• **WRITTEN PROBLEM**: Every entry needs to be printed exactly, please.

• **RECORD LIST**:

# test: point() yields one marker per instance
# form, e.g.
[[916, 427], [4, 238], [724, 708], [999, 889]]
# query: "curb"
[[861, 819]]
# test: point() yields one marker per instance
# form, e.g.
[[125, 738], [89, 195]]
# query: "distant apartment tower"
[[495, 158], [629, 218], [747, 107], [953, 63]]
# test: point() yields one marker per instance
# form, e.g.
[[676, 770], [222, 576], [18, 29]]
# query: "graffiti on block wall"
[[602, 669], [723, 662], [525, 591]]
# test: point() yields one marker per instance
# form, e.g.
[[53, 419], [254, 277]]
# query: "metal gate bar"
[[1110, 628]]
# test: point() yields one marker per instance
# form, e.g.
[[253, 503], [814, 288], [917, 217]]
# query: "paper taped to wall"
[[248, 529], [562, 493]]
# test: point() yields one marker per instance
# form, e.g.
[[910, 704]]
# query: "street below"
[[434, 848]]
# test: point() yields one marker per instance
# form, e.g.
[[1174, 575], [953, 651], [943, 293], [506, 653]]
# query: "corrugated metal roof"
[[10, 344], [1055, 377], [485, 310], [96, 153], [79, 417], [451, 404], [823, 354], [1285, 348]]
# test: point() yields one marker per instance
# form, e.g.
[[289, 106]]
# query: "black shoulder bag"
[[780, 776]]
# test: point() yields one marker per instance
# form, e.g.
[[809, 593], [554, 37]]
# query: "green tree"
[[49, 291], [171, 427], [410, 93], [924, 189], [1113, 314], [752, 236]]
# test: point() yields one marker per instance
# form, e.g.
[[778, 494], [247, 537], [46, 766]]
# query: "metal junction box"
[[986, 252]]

• **TASK RESULT**:
# test: point() yields one marker per instance
# form, e.g.
[[916, 427], [4, 238], [724, 708], [999, 889]]
# query: "curb"
[[861, 819]]
# test: point() yields one marker per instance
# form, e.g.
[[125, 738], [89, 195]]
# query: "distant apartment tower"
[[495, 158], [629, 218], [747, 107], [953, 63]]
# test: point() yields one marker per instance
# form, e.g.
[[676, 770], [222, 576], [18, 29]]
# query: "graffiti on block wall"
[[602, 669], [723, 662], [525, 591]]
# test: point() yields one marker per instance
# form, e.g.
[[53, 419], [254, 277]]
# query: "metal gate bar"
[[1110, 628]]
# test: point() yields one marker per instance
# form, e.g.
[[253, 503], [814, 288], [917, 217]]
# query: "paper taped to wall"
[[248, 529], [562, 493]]
# test: point() yields one marker per instance
# form, e.g.
[[910, 704]]
# query: "street below"
[[434, 848]]
# test: point() yields one marker per instance
# form, e.g.
[[1174, 575], [953, 651], [943, 293], [506, 653]]
# query: "corrugated metal roof"
[[10, 344], [1055, 377], [485, 310], [96, 153], [79, 417], [451, 404], [823, 354], [1285, 348]]
# test: point() yields one marker per instance
# form, e.g.
[[289, 106]]
# query: "black shoulder bag"
[[780, 776]]
# test: point() yields one marker per instance
# form, e.g.
[[809, 593], [554, 37]]
# query: "green tree"
[[49, 291], [171, 427], [410, 93], [924, 189], [1113, 314], [752, 236]]
# test: point() yields one marker per instance
# form, e.g.
[[778, 494], [247, 537], [46, 766]]
# query: "metal junction box"
[[986, 252]]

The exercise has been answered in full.